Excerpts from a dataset
========
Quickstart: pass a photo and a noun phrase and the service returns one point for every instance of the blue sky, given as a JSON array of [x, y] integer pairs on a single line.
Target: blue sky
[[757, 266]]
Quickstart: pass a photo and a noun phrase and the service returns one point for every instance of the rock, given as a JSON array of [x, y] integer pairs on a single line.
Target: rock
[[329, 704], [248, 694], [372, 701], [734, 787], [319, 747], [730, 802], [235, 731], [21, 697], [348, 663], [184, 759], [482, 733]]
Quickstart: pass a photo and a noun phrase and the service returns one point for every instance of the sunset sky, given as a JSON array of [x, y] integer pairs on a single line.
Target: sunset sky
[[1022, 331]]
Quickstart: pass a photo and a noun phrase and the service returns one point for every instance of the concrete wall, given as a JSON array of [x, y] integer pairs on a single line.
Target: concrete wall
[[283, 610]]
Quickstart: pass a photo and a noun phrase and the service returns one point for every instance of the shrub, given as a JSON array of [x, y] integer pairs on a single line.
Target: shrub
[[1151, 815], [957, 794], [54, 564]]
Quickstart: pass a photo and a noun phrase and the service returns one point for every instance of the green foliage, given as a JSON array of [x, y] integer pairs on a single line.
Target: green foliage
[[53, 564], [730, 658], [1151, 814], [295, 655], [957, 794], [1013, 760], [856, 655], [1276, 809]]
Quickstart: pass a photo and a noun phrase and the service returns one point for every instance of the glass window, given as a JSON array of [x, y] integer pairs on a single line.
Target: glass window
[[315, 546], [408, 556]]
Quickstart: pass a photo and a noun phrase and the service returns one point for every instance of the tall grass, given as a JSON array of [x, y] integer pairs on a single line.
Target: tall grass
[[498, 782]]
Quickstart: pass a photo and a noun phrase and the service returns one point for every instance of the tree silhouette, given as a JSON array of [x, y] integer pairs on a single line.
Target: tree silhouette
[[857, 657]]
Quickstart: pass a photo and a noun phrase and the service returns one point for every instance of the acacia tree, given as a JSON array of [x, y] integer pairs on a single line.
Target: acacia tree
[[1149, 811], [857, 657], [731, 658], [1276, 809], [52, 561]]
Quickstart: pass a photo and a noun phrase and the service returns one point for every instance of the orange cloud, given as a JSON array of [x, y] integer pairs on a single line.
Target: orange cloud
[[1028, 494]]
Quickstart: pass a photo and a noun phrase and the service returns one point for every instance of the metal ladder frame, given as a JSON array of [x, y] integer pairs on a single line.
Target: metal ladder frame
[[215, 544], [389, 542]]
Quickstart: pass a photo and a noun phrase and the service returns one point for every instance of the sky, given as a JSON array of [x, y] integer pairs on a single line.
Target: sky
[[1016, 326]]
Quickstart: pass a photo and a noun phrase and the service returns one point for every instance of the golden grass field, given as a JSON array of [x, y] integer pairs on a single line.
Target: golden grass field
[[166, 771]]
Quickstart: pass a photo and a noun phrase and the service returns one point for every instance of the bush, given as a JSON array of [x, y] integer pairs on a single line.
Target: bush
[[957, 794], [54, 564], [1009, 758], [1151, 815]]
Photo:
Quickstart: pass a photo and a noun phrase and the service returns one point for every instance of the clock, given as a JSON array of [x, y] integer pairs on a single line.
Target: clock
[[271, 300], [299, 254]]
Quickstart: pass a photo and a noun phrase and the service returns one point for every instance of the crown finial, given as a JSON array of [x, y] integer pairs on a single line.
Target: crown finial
========
▸ TASK ITEM
Show every line in the entries where the string "crown" occurs.

▸ REPLY TO THE EXERCISE
Quickstart: pass a photo and a noun phrase and the service returns one point for every instance of the crown finial, given as a JSON array of [x, y] integer pairs on a single line.
Target: crown finial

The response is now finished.